(PROBLEM STATEMENT) Would you give the entries below again in full, exactly as they stand?

(EXTRACTED INFORMATION)
=== Section Start ===
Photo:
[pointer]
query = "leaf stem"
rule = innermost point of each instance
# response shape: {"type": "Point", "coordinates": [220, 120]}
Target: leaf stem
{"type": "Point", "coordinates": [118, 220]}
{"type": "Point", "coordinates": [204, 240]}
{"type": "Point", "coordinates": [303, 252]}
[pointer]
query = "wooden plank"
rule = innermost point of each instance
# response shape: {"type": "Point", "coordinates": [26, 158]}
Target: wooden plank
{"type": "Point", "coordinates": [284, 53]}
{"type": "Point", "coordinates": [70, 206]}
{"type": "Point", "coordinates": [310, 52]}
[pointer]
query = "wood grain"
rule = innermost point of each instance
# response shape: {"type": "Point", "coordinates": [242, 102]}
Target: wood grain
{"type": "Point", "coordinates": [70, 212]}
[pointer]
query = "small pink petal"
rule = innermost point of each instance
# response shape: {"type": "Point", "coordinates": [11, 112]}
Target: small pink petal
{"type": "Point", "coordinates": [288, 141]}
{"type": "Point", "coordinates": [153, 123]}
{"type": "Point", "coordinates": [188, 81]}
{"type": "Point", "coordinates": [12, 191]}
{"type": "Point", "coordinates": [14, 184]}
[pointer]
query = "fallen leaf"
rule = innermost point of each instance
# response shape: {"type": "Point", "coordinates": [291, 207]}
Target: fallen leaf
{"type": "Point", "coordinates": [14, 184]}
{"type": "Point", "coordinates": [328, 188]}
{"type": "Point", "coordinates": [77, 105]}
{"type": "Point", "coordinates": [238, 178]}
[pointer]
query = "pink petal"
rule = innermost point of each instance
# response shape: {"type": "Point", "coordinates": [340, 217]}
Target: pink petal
=== Section End ===
(EXERCISE OUTPUT)
Photo:
[pointer]
query = "leaf stem"
rule = innermost point of each instance
# response shape: {"type": "Point", "coordinates": [220, 120]}
Target: leaf stem
{"type": "Point", "coordinates": [118, 220]}
{"type": "Point", "coordinates": [204, 240]}
{"type": "Point", "coordinates": [303, 252]}
[pointer]
query = "wooden plank"
rule = innermost point of each instance
# response shape: {"type": "Point", "coordinates": [26, 158]}
Target: wooden plank
{"type": "Point", "coordinates": [284, 53]}
{"type": "Point", "coordinates": [70, 206]}
{"type": "Point", "coordinates": [310, 52]}
[pointer]
query = "wood grain"
rule = innermost point of each instance
# response shape: {"type": "Point", "coordinates": [242, 102]}
Target: wood grain
{"type": "Point", "coordinates": [70, 212]}
[pointer]
query = "small pink petal"
rule = innermost point of each instance
# response shape: {"type": "Point", "coordinates": [11, 112]}
Target: small pink petal
{"type": "Point", "coordinates": [288, 141]}
{"type": "Point", "coordinates": [153, 123]}
{"type": "Point", "coordinates": [188, 81]}
{"type": "Point", "coordinates": [12, 191]}
{"type": "Point", "coordinates": [14, 184]}
[pointer]
query = "fallen leaf"
rule = innermost point of each instance
# response shape: {"type": "Point", "coordinates": [291, 207]}
Target: fallen leaf
{"type": "Point", "coordinates": [14, 184]}
{"type": "Point", "coordinates": [328, 188]}
{"type": "Point", "coordinates": [77, 105]}
{"type": "Point", "coordinates": [238, 178]}
[pointer]
query = "pink petal"
rule = innermost point of each instance
# response shape: {"type": "Point", "coordinates": [340, 217]}
Target: pink petal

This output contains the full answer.